Each line from the one containing "the foliage, locate" through the last line of the data below is to be written out verbatim, and nothing more.

BEGIN Records for this task

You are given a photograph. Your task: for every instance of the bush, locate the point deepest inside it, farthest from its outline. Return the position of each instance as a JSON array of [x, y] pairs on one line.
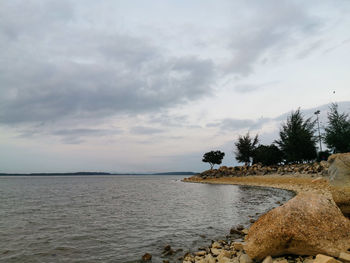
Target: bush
[[267, 155]]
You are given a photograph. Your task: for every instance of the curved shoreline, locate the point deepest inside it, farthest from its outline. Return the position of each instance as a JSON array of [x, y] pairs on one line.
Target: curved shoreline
[[295, 183]]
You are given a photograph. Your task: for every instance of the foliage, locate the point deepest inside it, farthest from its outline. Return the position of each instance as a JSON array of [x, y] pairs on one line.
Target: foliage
[[323, 156], [297, 140], [268, 155], [213, 157], [245, 147], [337, 133]]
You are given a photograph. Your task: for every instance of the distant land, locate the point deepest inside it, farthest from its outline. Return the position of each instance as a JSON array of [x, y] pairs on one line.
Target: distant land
[[94, 173]]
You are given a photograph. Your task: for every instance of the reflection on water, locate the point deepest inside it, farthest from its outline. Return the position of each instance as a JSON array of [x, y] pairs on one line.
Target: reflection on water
[[118, 218]]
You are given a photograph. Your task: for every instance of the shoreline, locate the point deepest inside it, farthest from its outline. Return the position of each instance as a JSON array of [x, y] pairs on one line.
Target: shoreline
[[221, 250], [293, 182]]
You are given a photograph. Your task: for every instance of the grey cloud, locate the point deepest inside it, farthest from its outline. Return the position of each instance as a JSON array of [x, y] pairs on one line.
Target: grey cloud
[[91, 74], [310, 49], [246, 88], [229, 124], [145, 130], [269, 29]]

END Records for this task

Answer for the task:
You are given a photograph. Your task: for every instance of the foliage, locate the point deepest inside it, farthest from its outline. Return the position of each instance as a JSON array of [x, y] pairs on one line.
Target: foliage
[[323, 156], [297, 140], [268, 155], [213, 157], [245, 147], [337, 133]]
You are given a photograph. Your task: for every instance of the distant land, locate the point deepest inside it, farthest from its outline. Return the position of each instance as a JSON array of [x, y] pairs on one line.
Target: distant land
[[94, 173]]
You are given a photograph. Your task: for every instance of the reflection on water, locate the point deepest inside it, farthest from its outline. Return the position of each instance as a JSON array of [x, y] pairs on one line.
Target: reflection on water
[[118, 218]]
You are given a photograph. Your task: for every instance of the shoreline, locate the point deepest inside it, farthest from its outline. Return the position of each instance as a JSON array of [x, y] pairs on one line.
Target: shoreline
[[221, 250], [293, 182]]
You are given a photograph. Your task: for every instance of the grey cloud, locate the point deepest inside it, farthest from its outline. Return the position of each instance as a JSON array of [x, y] pairs on one line.
Target: grey cloud
[[91, 74], [310, 49], [246, 88], [229, 124], [145, 130], [269, 29]]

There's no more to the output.